### Qué hacer:
**1.** Indique si cada afirmación concuerda con el fragmento sobre Hadid y respalde cada respuesta (sí o no) con las palabras decisivas del fragmento, citadas literalmente: (a) el universo creado por Hadid es de grandes líneas más que de detalles; (b) ese universo se presenta como natural; (c) la opción de Hadid se considera ilegítima.
**2.** Cite literalmente el pasaje del fragmento sobre Hadid que va desde "Por contraste, cualquiera" hasta "legítima tal opción.".

### Extracto de la página:
----------------

Por contraste, cualquiera que haya visitado uno de los logros emblemáticos de Hadid, siente que allí estamos en otro universo, distinto, novedoso, nada natural. Es como si la naturaleza con su concreta materialidad se hubieran difuminado, abstraído, escapado, estilizado y destilado. Hadid ha creado un universo diferente, menos o más humano, según nuestro punto de vista, de grandes líneas y no tanto de detalles, de sensualidad formal y no tanto material, de formas fluidas y no tanto sensibles. Es legítima tal opción.

----------------

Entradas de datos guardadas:

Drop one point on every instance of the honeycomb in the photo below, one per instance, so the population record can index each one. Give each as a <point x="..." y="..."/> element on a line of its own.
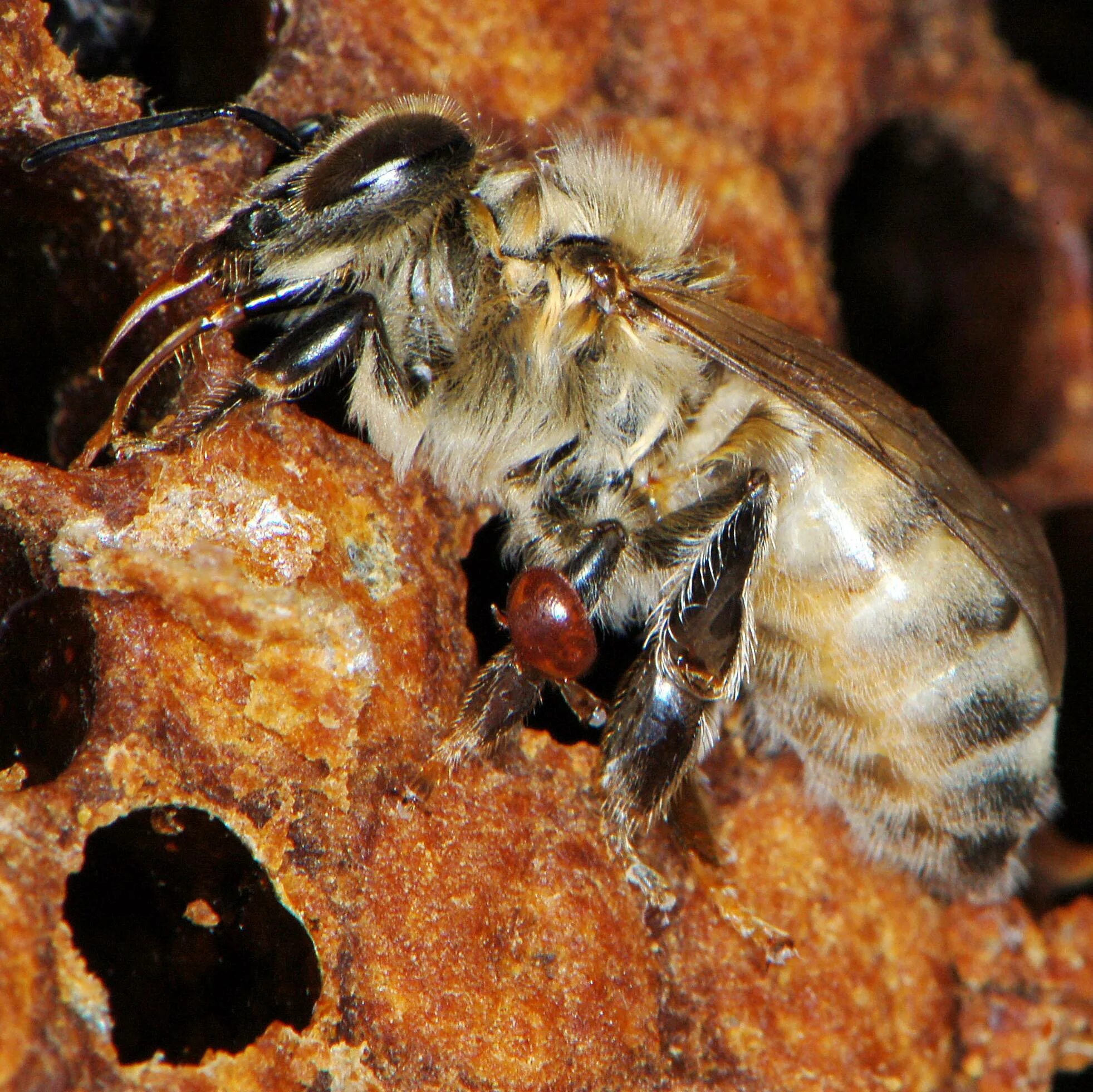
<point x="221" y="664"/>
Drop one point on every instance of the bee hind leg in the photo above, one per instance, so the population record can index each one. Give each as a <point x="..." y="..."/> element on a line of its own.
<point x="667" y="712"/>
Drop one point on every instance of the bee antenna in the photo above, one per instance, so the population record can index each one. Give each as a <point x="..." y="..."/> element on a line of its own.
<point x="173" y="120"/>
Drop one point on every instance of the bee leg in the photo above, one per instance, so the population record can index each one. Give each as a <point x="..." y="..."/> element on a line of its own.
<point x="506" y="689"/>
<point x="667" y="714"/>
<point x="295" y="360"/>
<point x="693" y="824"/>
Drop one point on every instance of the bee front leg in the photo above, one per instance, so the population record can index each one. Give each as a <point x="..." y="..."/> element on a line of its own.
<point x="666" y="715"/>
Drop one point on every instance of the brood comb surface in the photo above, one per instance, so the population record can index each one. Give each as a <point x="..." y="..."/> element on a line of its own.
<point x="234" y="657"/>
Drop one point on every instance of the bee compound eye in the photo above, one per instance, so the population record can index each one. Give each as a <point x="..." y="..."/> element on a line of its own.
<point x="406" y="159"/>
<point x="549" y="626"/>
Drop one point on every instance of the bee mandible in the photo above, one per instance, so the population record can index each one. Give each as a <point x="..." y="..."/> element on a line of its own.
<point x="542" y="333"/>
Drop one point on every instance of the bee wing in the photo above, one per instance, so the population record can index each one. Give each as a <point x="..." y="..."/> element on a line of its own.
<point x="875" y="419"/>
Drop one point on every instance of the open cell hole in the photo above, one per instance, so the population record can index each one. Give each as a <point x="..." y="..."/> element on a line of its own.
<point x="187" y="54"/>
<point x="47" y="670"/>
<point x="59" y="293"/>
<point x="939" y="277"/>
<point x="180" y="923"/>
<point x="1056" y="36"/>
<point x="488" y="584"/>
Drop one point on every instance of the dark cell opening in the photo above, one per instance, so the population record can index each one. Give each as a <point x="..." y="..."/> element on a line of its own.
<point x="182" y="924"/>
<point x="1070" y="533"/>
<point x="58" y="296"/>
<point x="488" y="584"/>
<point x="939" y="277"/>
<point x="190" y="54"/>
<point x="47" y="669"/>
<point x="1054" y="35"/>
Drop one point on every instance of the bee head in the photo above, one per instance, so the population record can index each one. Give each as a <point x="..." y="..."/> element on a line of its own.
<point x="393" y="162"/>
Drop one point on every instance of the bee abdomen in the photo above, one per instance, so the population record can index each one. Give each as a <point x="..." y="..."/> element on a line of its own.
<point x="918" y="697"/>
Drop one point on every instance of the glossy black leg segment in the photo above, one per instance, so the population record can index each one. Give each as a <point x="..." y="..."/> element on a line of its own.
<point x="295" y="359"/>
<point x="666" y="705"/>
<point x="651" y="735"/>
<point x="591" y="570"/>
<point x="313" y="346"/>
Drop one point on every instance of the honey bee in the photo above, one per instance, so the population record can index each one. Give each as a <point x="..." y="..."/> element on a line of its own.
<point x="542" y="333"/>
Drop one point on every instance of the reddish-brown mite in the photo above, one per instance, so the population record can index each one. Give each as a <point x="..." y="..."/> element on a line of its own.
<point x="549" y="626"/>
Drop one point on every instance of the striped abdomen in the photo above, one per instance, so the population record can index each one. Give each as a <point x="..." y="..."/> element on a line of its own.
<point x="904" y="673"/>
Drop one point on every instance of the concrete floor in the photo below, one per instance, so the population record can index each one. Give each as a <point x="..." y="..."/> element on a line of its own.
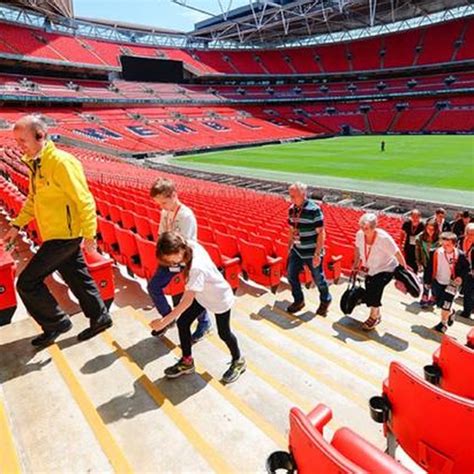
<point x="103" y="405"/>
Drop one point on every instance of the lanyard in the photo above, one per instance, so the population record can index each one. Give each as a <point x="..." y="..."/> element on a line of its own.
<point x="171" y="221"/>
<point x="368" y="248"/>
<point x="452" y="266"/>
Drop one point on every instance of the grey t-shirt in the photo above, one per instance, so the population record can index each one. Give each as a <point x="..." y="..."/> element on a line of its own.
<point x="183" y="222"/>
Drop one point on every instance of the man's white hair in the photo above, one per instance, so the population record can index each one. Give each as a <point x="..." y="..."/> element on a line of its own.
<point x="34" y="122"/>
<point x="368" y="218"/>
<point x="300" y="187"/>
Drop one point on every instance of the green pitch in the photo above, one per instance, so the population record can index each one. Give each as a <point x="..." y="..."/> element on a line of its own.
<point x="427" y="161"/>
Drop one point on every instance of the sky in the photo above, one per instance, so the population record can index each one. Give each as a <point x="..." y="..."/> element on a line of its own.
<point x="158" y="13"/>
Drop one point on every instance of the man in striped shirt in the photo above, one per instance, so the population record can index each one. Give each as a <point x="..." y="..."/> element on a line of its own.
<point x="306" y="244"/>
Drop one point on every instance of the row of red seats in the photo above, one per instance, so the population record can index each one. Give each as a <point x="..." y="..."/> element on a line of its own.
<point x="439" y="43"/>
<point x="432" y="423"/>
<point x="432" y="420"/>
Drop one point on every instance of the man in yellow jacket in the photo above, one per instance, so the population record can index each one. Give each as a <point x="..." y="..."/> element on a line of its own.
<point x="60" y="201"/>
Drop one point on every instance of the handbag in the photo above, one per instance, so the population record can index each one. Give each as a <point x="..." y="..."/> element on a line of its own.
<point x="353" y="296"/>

----------------

### Respuestas numeradas:
**1.**
(a) Sí: «de grandes líneas y no tanto de detalles».
(b) No: «distinto, novedoso, nada natural».
(c) No: «Es legítima tal opción.»

**2.**
Por contraste, cualquiera que haya visitado uno de los logros emblemáticos de Hadid, siente que allí estamos en otro universo, distinto, novedoso, nada natural. Es como si la naturaleza con su concreta materialidad se hubieran difuminado, abstraído, escapado, estilizado y destilado. Hadid ha creado un universo diferente, menos o más humano, según nuestro punto de vista, de grandes líneas y no tanto de detalles, de sensualidad formal y no tanto material, de formas fluidas y no tanto sensibles. Es legítima tal opción.